> [Problem]:
Read the data below line by line and copy each one with "black" in it.

> [Dataset entries]:
◇ ◇ ◇ ◇ ◇ ◇ ◇

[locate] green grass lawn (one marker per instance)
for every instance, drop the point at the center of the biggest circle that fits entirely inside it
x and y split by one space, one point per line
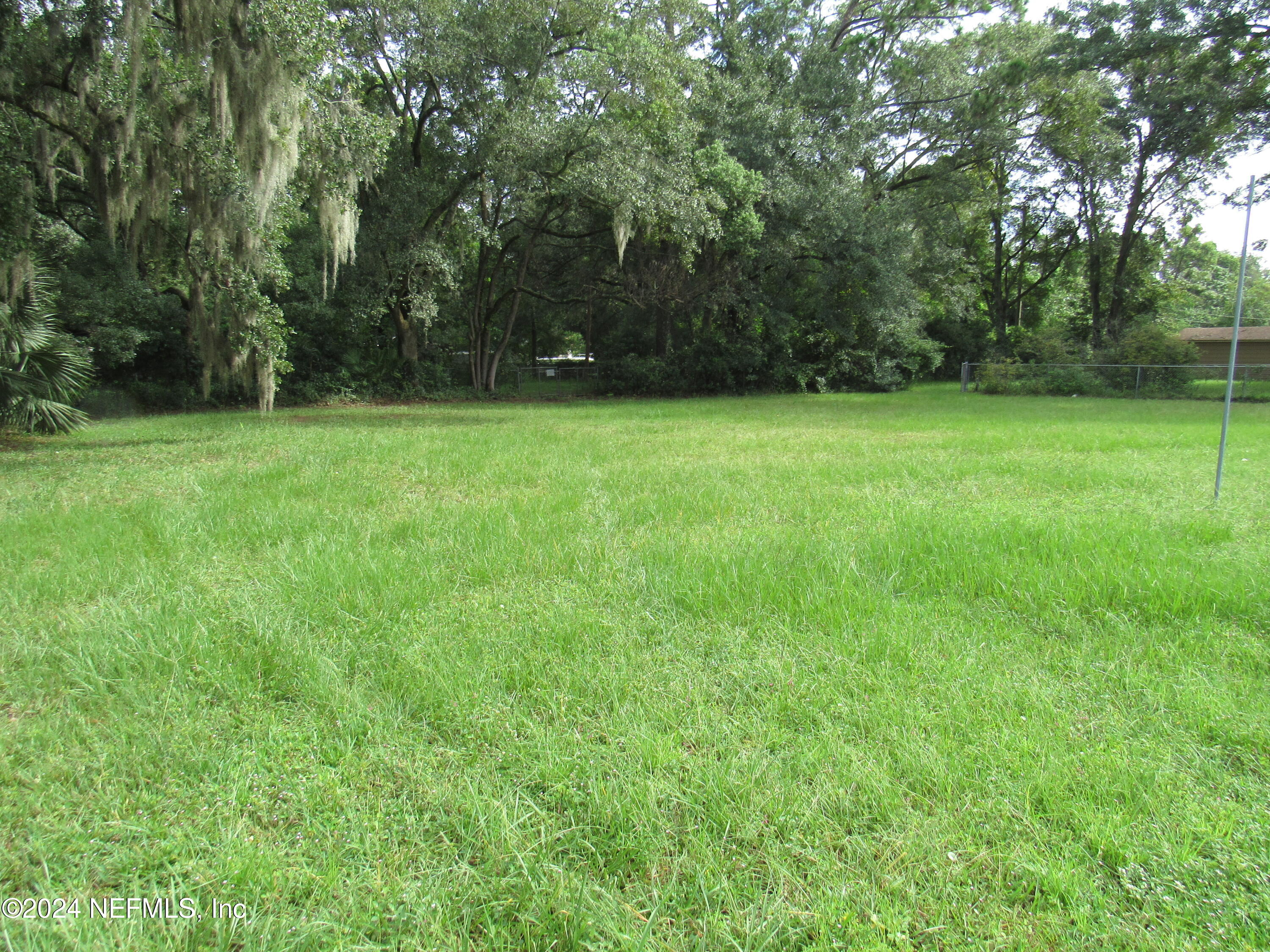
915 671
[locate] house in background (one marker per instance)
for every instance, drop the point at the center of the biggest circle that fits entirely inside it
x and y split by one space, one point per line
1215 344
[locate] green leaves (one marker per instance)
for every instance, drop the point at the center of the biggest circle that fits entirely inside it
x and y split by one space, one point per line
42 371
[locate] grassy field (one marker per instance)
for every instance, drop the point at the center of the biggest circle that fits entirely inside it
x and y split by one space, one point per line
916 671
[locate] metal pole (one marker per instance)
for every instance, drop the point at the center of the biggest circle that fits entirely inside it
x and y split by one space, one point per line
1235 344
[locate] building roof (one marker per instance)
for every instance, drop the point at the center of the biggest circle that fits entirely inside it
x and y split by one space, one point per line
1199 334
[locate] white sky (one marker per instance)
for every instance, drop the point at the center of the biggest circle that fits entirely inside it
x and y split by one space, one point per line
1222 224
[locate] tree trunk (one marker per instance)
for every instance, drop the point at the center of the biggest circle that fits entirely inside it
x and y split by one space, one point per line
586 346
1094 263
492 375
408 338
999 280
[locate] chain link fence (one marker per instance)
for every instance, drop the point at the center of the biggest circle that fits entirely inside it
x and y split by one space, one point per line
557 380
1149 381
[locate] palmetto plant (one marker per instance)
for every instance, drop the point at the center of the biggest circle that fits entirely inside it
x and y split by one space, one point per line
41 369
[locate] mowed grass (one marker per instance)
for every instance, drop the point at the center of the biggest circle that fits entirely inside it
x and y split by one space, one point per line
916 671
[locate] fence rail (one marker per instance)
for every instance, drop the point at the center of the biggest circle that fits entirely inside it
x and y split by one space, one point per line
555 380
1150 380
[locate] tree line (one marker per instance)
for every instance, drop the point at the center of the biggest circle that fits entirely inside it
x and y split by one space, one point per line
204 201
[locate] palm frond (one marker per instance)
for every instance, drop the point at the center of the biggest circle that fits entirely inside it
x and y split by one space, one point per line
42 370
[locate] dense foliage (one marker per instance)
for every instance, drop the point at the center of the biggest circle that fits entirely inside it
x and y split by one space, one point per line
406 196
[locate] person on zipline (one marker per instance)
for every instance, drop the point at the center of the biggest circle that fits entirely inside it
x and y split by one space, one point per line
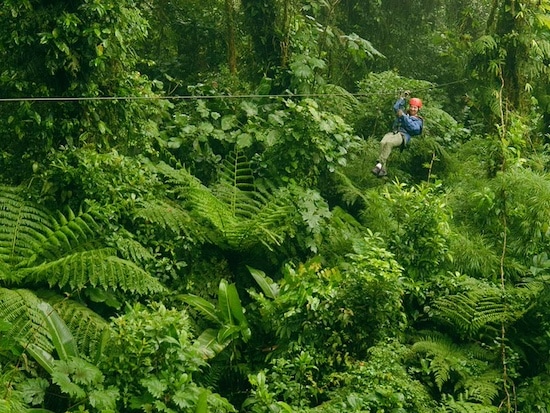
406 124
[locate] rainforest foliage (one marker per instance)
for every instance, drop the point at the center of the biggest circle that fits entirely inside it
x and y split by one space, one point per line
189 223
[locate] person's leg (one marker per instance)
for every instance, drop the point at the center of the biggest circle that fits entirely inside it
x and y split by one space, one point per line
388 142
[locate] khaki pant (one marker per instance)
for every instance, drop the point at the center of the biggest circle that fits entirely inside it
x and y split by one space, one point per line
388 142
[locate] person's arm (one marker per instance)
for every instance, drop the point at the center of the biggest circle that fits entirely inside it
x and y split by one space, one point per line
398 106
412 124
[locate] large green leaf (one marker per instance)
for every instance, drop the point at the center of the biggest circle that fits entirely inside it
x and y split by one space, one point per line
41 356
205 307
62 338
269 288
224 302
208 344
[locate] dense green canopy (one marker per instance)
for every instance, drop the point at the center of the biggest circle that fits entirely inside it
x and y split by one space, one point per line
189 222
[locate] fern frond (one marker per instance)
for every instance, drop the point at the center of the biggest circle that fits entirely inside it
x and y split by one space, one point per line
170 216
471 311
459 406
129 248
446 357
96 268
480 305
20 309
29 233
68 233
22 226
88 328
245 213
484 388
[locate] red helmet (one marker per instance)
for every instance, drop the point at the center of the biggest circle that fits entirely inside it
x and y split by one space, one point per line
415 102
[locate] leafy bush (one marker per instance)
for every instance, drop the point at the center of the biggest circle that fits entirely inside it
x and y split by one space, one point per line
151 359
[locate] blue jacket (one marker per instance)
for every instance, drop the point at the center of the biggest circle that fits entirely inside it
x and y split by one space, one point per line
406 124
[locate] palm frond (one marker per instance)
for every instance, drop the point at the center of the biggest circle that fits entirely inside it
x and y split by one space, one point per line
95 268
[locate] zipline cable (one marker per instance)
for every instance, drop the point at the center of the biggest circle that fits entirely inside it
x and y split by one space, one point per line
202 97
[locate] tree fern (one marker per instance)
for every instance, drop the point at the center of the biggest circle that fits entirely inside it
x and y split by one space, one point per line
96 268
22 226
89 329
170 216
480 305
242 212
460 406
466 367
20 308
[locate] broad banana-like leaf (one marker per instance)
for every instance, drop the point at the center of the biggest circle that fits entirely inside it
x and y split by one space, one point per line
235 304
42 357
202 403
62 338
208 343
205 307
269 288
224 302
226 332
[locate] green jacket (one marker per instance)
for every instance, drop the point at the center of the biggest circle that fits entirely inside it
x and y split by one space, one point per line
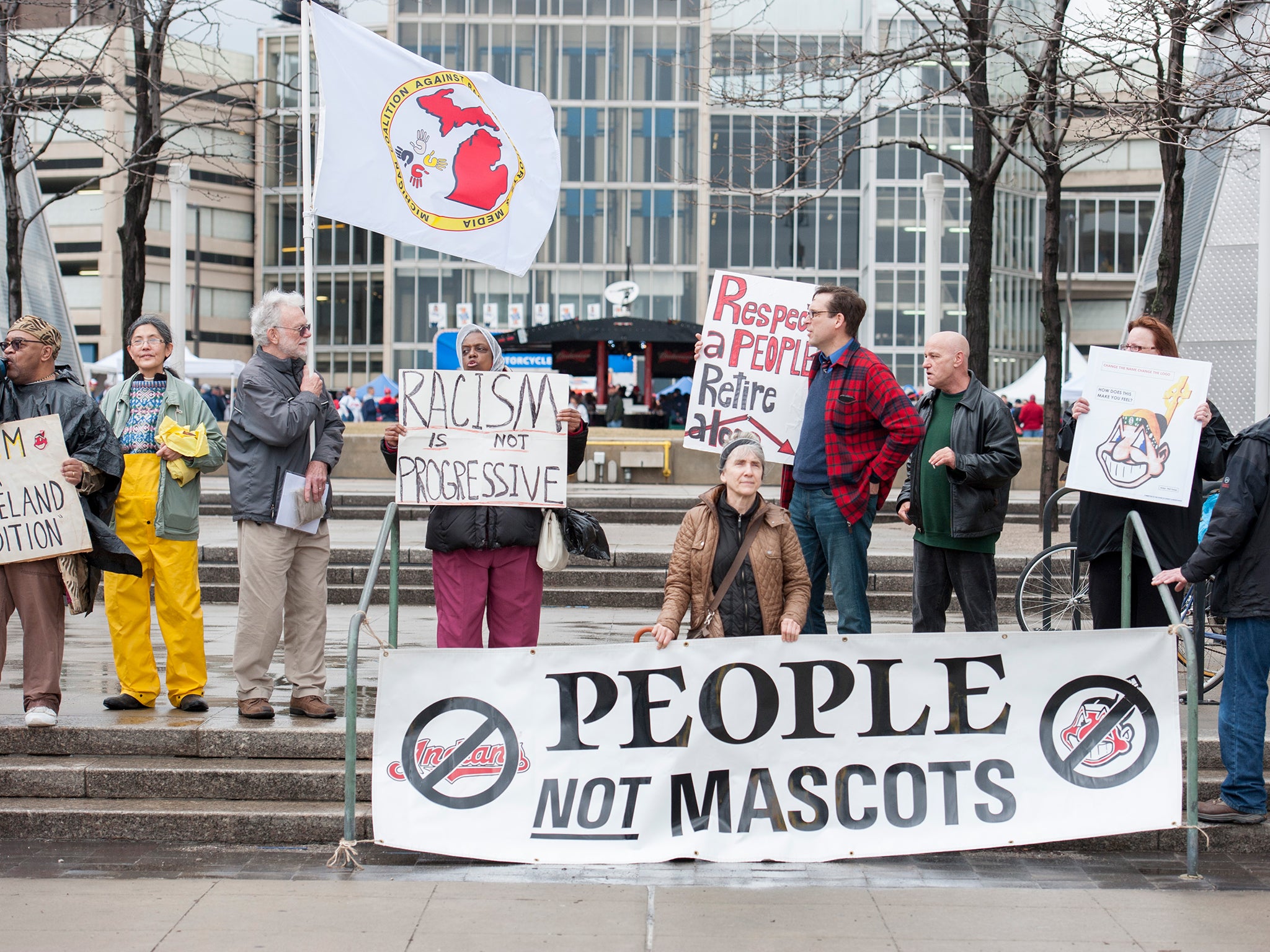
177 514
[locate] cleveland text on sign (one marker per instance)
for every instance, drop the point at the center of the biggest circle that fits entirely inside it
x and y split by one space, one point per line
482 438
40 511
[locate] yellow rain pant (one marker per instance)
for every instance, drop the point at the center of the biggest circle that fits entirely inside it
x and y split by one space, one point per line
173 569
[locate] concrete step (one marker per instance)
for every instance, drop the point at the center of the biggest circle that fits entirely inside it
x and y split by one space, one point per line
219 734
178 778
178 821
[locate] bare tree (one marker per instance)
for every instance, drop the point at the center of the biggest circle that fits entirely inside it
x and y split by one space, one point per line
45 76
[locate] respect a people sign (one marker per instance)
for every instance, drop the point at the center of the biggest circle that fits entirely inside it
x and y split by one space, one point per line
755 359
752 749
1140 438
482 438
40 511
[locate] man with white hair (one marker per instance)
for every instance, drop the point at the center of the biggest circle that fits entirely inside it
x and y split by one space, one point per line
958 490
283 421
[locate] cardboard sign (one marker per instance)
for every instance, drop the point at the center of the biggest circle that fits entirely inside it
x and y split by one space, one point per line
40 511
1141 437
483 438
755 359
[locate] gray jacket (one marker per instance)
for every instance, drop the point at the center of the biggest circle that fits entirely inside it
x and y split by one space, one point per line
987 454
269 434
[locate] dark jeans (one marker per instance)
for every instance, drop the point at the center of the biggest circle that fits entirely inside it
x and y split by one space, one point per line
938 573
1241 720
833 547
1146 610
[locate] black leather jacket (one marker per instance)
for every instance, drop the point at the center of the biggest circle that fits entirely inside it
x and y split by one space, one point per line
987 455
454 527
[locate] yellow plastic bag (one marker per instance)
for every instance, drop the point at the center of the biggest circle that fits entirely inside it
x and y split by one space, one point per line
189 443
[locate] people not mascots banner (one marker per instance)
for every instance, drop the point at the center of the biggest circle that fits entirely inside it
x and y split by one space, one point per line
40 511
482 438
455 162
755 359
751 749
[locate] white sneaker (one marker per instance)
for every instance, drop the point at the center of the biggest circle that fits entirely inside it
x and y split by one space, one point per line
41 718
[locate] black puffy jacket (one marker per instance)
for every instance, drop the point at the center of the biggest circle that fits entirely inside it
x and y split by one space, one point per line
1237 542
454 527
984 438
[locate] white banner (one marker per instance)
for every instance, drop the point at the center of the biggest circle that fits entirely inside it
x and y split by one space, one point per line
750 749
482 438
1140 438
755 359
455 162
40 511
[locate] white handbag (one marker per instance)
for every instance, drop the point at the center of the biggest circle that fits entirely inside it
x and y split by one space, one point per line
553 553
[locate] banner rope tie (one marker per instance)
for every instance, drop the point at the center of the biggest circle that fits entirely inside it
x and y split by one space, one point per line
346 853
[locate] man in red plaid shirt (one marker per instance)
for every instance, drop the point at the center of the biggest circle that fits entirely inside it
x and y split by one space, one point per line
858 431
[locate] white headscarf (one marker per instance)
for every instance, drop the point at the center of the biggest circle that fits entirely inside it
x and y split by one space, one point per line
499 363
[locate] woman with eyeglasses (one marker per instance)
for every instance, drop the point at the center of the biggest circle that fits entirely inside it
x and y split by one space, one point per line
158 518
1173 528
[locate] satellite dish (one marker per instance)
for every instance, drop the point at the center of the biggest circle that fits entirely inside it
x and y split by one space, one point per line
621 293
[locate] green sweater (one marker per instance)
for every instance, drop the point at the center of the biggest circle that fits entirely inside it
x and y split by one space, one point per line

◇ ◇ ◇ ◇ ◇ ◇ ◇

> [Answer box]:
[locate] black leather jacket (one marker per instance)
[locate] black puffy jacket (one marker per instance)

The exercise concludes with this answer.